▶ _Задание_:
Запишите отрезок данных от самого начала до строки с "pixel 186 75" включительно как JSON-список строк, где каждой строке соответствует отдельная строка списка. Пустые строки пропустите, а картинки в ответ не включайте.

• • • •

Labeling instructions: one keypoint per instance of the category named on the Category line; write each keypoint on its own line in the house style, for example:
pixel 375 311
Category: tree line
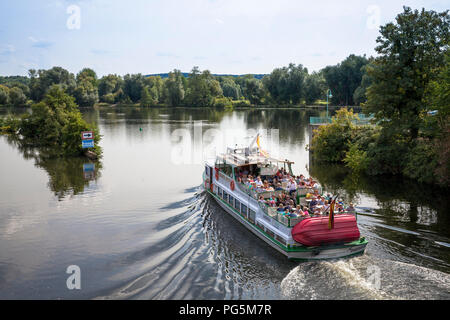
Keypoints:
pixel 291 85
pixel 407 91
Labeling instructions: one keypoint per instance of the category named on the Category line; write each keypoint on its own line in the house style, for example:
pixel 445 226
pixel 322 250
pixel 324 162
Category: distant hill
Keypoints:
pixel 186 75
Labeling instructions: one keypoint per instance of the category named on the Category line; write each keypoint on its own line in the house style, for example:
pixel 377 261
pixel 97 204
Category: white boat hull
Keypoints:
pixel 316 253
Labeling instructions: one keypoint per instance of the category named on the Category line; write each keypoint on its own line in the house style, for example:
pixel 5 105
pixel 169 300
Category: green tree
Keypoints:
pixel 287 85
pixel 202 88
pixel 133 85
pixel 344 78
pixel 108 86
pixel 173 91
pixel 314 87
pixel 146 99
pixel 42 80
pixel 410 53
pixel 254 90
pixel 4 95
pixel 86 91
pixel 17 98
pixel 56 122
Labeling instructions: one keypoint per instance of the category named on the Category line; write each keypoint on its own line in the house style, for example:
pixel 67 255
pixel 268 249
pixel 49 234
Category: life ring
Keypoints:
pixel 217 174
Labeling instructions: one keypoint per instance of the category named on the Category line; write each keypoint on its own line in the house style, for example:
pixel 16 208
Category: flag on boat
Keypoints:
pixel 331 215
pixel 264 153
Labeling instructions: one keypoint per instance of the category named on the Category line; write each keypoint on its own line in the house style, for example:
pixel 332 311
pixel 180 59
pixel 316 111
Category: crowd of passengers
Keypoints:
pixel 275 182
pixel 286 204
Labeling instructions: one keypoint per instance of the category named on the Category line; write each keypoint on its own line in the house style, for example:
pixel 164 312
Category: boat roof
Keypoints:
pixel 248 156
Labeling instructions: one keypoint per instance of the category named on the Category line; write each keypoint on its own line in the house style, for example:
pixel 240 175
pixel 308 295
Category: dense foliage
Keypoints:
pixel 55 122
pixel 286 86
pixel 408 88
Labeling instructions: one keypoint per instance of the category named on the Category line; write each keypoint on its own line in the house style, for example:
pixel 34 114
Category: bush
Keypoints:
pixel 57 122
pixel 421 162
pixel 223 102
pixel 332 142
pixel 356 159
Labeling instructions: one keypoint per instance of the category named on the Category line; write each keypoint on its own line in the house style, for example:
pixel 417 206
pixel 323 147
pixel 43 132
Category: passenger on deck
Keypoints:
pixel 259 182
pixel 351 208
pixel 292 186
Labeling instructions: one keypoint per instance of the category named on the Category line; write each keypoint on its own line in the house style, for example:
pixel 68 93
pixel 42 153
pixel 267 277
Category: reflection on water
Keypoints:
pixel 67 176
pixel 141 227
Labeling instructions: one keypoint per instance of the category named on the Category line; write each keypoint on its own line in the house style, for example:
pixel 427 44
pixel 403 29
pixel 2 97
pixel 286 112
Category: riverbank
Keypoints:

• • • •

▶ _Ответ_:
[
  "Labeling instructions: one keypoint per instance of the category named on the Category line; write each keypoint on its own line in the house style, for example:",
  "pixel 375 311",
  "Category: tree line",
  "Keypoints:",
  "pixel 291 85",
  "pixel 407 91",
  "Labeling instructions: one keypoint per instance of the category named on the Category line; write each keypoint on its own line in the house style, for example:",
  "pixel 445 226",
  "pixel 322 250",
  "pixel 324 162",
  "Category: distant hill",
  "Keypoints:",
  "pixel 186 75"
]